# Stated task:
Copy out all of the material below, substituting "lane-detection model" for each occurrence of "lane-count model" and changing nothing else.

— BEGIN —

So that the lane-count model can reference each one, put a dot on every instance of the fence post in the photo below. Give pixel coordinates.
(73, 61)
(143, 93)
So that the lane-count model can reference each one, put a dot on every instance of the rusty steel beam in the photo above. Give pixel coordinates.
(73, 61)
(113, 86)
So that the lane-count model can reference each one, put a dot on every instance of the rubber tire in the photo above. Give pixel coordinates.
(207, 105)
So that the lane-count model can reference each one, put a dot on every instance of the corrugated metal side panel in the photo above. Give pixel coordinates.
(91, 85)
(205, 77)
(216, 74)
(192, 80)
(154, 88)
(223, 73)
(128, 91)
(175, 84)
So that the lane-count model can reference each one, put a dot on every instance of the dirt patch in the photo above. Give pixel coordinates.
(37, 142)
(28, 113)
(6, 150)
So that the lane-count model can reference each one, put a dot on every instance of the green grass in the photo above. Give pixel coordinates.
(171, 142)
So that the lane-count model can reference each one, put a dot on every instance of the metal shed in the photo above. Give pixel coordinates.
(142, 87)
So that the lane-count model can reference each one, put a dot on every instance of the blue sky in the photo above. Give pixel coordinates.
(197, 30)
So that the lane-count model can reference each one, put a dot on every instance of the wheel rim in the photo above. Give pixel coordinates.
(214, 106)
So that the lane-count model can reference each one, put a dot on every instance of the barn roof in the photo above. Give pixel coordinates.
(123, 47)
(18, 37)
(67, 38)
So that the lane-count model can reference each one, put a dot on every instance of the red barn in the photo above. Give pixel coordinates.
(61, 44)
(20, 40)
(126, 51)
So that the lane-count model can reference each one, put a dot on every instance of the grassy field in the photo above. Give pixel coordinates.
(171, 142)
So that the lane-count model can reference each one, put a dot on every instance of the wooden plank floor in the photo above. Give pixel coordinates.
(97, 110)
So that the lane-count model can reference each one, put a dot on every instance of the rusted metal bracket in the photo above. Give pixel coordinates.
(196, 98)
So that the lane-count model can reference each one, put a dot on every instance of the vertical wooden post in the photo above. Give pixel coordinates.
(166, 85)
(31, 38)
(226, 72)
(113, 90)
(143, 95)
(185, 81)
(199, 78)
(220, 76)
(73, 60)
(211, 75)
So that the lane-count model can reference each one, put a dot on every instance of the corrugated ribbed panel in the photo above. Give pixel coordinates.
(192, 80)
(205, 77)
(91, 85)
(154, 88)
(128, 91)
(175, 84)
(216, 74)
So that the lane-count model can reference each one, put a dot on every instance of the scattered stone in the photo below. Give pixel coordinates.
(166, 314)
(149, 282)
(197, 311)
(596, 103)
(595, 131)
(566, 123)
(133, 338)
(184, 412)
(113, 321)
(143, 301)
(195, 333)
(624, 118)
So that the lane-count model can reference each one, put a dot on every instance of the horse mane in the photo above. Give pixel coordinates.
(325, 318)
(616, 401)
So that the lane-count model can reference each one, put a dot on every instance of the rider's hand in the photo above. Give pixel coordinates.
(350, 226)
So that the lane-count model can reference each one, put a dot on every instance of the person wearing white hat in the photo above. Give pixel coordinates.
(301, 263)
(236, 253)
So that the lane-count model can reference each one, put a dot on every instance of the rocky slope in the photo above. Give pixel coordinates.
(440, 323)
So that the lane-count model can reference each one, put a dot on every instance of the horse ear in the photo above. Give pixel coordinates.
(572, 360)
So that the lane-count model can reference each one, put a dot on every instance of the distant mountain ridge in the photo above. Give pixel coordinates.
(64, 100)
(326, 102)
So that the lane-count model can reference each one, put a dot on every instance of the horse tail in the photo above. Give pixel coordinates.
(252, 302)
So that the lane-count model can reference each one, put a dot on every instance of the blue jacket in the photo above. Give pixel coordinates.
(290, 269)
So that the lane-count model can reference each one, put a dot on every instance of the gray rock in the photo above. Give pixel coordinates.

— END —

# Right answer:
So that the lane-detection model can reference each one, put a dot on every instance of the fence post in the photo below. Give pixel coordinates.
(73, 61)
(143, 93)
So that the lane-detection model can reference each one, put a dot on every instance of the rusty steel beam in the photo above. Give pixel coordinates.
(73, 61)
(113, 86)
So that the lane-detection model can reference each one, put a dot on every instance of the rubber tire in the photo above. Give pixel coordinates.
(207, 105)
So that the lane-detection model can reference each one, put a dot on every instance of the corrugated metal side panel in the photo above. Give pixel coordinates.
(91, 85)
(205, 77)
(216, 74)
(192, 80)
(154, 88)
(223, 73)
(128, 91)
(175, 84)
So that the lane-detection model can reference each one, put a dot on every instance of the dirt patch in the photo above. Give pixel coordinates.
(37, 142)
(28, 113)
(6, 150)
So that the lane-detection model can reference each one, put a dot on every instance of the green grass in the photo above. Give pixel coordinates.
(171, 142)
So that the lane-detection model can reference each one, put a dot on every instance of the metal shed in the photo above. Give pixel coordinates.
(142, 87)
So that the lane-detection model can reference each one, put a dot on every instance of the blue sky in the photo above. Give pixel coordinates.
(197, 30)
So that the lane-detection model can reference each one, put a dot on every instance of the wheel rim in the photo above. Give pixel coordinates.
(214, 106)
So that the lane-detection model can reference each one, put a dot on every instance of the barn roof in the photo above. Give pixel coordinates.
(123, 47)
(18, 37)
(67, 38)
So that the lane-detection model can reference each one, put a dot on every instance of the red barn in the photo above. Give pixel coordinates.
(61, 44)
(20, 40)
(126, 51)
So that the lane-detection model can reference each one, put a dot on every instance of the grassy field in the photo above. Give pixel coordinates.
(171, 142)
So that the lane-detection model can reference each one, put a dot on every instance of the wooden plank floor in the photo above. Give pixel coordinates.
(97, 110)
So that the lane-detection model can reference each one, put a dot on every instance of the rusted metal bracket in the photo above. Give pixel coordinates.
(196, 98)
So that the lane-detection model can reference each one, put a dot on every instance of the vertical wooden post in the photo above. Give pixel coordinates.
(166, 85)
(31, 38)
(226, 72)
(113, 90)
(143, 95)
(185, 81)
(199, 78)
(220, 76)
(73, 60)
(211, 75)
So that the lane-detection model can reference each one, put a dot on every instance of the corrugated ribbed panel in the photo above. Give pixel coordinates.
(192, 80)
(205, 77)
(91, 85)
(154, 88)
(128, 91)
(175, 84)
(216, 74)
So that the lane-detection model can reference each one, put a dot on every instance of the scattered stone in the photo below. Give pixel coordinates.
(166, 314)
(149, 282)
(197, 311)
(596, 103)
(595, 131)
(566, 123)
(133, 338)
(184, 412)
(113, 321)
(143, 301)
(195, 333)
(624, 118)
So that the lane-detection model can reference each one, put a dot on every instance of the horse mane in the photo above. Give pixel coordinates.
(325, 318)
(616, 401)
So that the lane-detection model can reference each one, put a dot on every instance of the rider's hand in the photo above. Give pixel coordinates.
(350, 226)
So that the lane-detection model can reference each one, put a dot on every instance of the person wearing white hat in the photo above. Give pixel coordinates.
(301, 263)
(236, 253)
So that the lane-detection model can reference each one, put a dot on every instance of the rocky slope in the photo above. Give pixel coordinates.
(440, 323)
So that the lane-detection model can reference each one, put a dot on every instance of the horse ear in the photo above. Give pixel coordinates.
(572, 360)
So that the lane-detection model can reference each one, put a dot on every instance of the distant mountain ridge in the photo above. Give pixel coordinates.
(64, 100)
(326, 102)
So that the lane-detection model can reference each one, put a dot on every instance of the horse tail in the photo above. Give pixel coordinates.
(252, 302)
So that the lane-detection model can reference each one, put a dot on every instance of the blue jacket in the photo above. Give pixel coordinates.
(290, 269)
So that the lane-detection model can reference each one, put a dot on every instance of the gray rock in the photo above. Give pixel coordinates.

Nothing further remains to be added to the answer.